* Start Extracted material *

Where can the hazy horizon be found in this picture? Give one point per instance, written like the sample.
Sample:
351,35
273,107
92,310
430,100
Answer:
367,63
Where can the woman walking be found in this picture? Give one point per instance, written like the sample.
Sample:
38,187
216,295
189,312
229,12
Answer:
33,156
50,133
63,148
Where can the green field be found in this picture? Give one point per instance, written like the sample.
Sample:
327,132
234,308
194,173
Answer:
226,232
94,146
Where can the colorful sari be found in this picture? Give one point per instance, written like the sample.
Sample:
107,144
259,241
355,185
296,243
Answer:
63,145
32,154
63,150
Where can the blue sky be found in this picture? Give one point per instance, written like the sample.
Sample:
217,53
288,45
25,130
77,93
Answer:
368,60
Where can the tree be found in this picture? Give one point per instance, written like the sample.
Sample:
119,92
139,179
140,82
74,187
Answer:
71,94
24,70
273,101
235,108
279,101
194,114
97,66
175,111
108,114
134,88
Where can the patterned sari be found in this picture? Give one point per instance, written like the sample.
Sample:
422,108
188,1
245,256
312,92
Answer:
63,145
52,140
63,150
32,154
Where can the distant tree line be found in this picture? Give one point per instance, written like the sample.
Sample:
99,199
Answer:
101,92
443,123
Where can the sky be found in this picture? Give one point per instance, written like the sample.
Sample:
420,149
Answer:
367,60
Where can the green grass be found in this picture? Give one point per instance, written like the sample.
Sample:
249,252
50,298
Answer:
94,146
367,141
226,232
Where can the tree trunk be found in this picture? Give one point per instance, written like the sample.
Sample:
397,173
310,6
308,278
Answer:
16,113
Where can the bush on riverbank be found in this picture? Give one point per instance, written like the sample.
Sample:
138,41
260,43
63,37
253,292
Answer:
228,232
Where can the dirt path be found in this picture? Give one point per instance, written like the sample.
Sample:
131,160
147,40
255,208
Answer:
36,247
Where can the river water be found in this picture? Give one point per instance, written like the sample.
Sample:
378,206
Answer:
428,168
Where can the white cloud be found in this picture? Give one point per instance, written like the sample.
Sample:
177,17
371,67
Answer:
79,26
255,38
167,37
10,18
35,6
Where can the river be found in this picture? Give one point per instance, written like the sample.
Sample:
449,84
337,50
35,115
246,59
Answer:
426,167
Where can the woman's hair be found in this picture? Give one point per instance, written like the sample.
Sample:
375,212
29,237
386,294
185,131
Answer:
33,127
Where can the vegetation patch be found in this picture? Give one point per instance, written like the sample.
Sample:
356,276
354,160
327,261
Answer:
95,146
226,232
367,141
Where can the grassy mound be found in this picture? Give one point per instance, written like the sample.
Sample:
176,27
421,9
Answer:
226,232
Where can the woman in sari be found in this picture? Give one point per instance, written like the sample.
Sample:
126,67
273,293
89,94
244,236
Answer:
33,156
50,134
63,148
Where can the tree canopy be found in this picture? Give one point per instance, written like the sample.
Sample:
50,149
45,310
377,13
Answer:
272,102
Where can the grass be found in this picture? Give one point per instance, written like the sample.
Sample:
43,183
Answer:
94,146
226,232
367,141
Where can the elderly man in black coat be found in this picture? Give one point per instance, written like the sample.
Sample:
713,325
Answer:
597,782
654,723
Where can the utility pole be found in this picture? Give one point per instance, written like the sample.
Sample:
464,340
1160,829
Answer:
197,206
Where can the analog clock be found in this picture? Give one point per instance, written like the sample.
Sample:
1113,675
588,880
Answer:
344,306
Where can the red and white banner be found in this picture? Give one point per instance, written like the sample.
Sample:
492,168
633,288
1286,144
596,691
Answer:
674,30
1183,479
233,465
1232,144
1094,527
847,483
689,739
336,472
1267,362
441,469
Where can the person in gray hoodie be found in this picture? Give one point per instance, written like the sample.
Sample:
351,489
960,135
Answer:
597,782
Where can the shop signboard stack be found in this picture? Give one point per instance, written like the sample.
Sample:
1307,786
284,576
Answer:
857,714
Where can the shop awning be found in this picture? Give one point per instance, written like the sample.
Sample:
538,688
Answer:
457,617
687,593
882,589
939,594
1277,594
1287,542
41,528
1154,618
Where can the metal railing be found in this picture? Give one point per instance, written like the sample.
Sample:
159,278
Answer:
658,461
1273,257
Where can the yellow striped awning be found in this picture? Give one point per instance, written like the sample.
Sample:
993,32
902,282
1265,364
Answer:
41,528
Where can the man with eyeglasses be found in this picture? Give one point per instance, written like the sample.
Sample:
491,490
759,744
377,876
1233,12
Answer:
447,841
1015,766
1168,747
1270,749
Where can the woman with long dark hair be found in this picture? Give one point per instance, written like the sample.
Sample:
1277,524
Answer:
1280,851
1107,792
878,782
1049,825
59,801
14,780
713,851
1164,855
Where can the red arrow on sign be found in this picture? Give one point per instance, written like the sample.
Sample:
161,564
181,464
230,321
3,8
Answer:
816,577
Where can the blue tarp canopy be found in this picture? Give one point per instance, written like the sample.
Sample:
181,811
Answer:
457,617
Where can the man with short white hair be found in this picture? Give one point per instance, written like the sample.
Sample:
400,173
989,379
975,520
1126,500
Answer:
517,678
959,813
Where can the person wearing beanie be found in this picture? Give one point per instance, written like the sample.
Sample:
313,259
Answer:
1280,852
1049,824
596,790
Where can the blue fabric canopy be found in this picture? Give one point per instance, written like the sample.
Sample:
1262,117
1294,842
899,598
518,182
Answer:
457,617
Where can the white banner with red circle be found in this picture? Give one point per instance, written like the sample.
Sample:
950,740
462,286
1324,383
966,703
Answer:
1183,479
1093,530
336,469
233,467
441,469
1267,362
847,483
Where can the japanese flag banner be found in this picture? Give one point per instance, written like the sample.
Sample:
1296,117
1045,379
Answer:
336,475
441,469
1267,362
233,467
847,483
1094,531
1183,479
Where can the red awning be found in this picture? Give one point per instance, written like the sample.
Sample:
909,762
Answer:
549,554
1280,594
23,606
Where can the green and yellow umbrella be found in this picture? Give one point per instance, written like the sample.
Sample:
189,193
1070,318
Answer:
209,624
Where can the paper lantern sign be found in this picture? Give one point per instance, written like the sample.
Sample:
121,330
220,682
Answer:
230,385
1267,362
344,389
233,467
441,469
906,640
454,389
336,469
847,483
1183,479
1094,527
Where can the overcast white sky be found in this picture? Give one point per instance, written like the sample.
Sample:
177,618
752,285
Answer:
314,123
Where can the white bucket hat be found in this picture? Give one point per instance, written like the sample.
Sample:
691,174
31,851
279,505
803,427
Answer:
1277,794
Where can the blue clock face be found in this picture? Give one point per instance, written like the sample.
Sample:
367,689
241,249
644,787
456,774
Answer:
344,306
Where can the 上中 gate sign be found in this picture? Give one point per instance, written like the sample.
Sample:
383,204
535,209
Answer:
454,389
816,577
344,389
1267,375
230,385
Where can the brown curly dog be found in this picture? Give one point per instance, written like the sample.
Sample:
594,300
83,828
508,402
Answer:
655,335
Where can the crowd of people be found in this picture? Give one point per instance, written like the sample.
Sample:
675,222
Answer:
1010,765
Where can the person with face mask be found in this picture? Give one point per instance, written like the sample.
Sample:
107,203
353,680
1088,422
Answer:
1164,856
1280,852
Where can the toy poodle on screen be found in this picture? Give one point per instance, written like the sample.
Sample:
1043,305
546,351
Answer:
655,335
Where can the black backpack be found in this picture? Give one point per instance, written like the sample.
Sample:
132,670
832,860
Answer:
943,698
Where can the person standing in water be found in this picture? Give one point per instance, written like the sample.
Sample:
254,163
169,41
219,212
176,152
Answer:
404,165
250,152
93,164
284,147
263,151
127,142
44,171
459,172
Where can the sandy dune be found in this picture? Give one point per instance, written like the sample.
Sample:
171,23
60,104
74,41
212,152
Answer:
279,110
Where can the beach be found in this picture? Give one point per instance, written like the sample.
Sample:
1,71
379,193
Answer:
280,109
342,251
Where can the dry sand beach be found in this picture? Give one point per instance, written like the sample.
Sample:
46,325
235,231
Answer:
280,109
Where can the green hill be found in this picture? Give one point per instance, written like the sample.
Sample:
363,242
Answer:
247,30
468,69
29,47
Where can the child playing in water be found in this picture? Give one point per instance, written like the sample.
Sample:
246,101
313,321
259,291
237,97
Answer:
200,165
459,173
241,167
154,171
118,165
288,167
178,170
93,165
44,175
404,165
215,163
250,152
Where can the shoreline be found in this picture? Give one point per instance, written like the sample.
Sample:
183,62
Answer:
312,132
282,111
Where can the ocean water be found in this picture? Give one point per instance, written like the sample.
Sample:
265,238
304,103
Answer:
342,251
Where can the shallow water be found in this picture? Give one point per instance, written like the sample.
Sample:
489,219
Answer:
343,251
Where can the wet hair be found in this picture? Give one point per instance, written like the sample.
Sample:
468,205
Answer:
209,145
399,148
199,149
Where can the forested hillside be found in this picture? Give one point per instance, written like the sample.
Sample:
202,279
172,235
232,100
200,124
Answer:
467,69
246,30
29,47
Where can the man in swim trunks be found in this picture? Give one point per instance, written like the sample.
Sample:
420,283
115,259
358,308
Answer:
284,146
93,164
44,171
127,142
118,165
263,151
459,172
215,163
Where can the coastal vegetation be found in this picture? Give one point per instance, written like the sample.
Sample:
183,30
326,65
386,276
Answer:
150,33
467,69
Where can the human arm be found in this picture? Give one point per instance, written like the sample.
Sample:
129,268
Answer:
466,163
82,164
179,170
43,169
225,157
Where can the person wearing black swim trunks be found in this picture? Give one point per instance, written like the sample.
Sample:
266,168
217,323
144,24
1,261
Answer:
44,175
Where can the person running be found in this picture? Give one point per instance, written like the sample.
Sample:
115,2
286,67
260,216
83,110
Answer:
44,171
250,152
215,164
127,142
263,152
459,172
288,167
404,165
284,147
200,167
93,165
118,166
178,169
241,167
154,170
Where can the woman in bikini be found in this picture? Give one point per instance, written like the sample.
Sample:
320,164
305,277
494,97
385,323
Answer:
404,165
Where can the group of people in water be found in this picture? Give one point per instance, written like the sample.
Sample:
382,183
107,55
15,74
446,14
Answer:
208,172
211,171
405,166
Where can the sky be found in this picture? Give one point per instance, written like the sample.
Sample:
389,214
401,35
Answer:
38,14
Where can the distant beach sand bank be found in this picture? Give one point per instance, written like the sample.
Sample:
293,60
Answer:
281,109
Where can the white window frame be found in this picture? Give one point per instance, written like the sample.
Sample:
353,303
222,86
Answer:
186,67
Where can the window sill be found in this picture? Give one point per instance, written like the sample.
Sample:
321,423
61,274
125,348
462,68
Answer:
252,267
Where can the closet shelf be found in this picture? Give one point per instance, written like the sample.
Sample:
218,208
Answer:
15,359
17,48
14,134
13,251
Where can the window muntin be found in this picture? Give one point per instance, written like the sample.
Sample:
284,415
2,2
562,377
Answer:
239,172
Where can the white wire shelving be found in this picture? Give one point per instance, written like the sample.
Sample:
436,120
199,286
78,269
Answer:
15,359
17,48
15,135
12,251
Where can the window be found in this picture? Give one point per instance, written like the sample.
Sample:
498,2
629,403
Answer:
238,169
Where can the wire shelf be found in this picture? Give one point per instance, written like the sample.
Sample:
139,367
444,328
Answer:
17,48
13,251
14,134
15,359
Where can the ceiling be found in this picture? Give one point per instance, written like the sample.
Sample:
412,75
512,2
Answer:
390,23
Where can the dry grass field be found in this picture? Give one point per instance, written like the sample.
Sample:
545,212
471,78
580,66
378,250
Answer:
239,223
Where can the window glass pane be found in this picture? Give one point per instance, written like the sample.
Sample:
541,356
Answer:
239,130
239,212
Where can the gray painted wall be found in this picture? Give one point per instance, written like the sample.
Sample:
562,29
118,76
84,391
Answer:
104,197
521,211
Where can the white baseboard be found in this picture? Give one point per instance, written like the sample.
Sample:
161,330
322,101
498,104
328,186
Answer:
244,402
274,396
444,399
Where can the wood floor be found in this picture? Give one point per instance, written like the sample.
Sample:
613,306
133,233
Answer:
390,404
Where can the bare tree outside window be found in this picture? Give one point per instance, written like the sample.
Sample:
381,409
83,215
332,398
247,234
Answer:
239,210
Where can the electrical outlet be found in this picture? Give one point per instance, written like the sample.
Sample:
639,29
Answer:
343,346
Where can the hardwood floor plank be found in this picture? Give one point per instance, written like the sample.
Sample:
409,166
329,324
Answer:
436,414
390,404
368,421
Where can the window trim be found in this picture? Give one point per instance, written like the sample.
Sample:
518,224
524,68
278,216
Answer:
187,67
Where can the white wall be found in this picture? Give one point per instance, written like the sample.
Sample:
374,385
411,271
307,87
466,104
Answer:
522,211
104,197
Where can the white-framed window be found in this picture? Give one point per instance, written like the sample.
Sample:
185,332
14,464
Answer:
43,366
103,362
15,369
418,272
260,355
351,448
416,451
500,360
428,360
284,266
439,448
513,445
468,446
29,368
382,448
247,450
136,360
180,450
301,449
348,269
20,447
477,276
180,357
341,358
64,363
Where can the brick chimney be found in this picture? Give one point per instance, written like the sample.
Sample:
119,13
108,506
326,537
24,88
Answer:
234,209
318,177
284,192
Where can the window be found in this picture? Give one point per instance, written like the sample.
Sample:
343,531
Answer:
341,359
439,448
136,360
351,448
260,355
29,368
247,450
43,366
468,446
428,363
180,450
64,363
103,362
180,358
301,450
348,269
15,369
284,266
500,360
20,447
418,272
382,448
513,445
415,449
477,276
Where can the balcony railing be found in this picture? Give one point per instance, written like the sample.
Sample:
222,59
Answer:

* End Extracted material *

**Task description:**
Write out again, unchanged, every line from the line containing "Where can the white-framed" to the final line of the material above.

**Task result:**
Where can the white-framed window be found in this picture? Give one point per instance, written like the sample.
Sample:
185,332
14,464
Answer:
43,366
103,362
15,369
418,272
260,355
351,448
416,451
500,360
428,360
284,266
439,448
513,445
468,446
29,368
382,448
247,450
136,360
180,450
301,449
348,269
20,447
477,276
180,357
341,358
64,363
Where can the brick chimney be found in this picture? Give one point per instance, written like the sample.
Sample:
119,13
108,506
326,537
24,88
Answer:
234,209
318,177
284,192
Where can the window be found in this picture? Give one point per instance, written like the sample.
Sample:
343,531
Answer:
341,359
439,448
136,360
351,448
260,355
29,368
247,450
43,366
468,446
428,363
180,450
64,363
103,362
180,358
301,450
348,269
15,369
284,266
500,360
20,447
418,272
382,448
513,445
415,449
477,276
Where can the balcony railing be found in this picture? Give one point per instance, written like the sample.
Sample:
222,59
Answer:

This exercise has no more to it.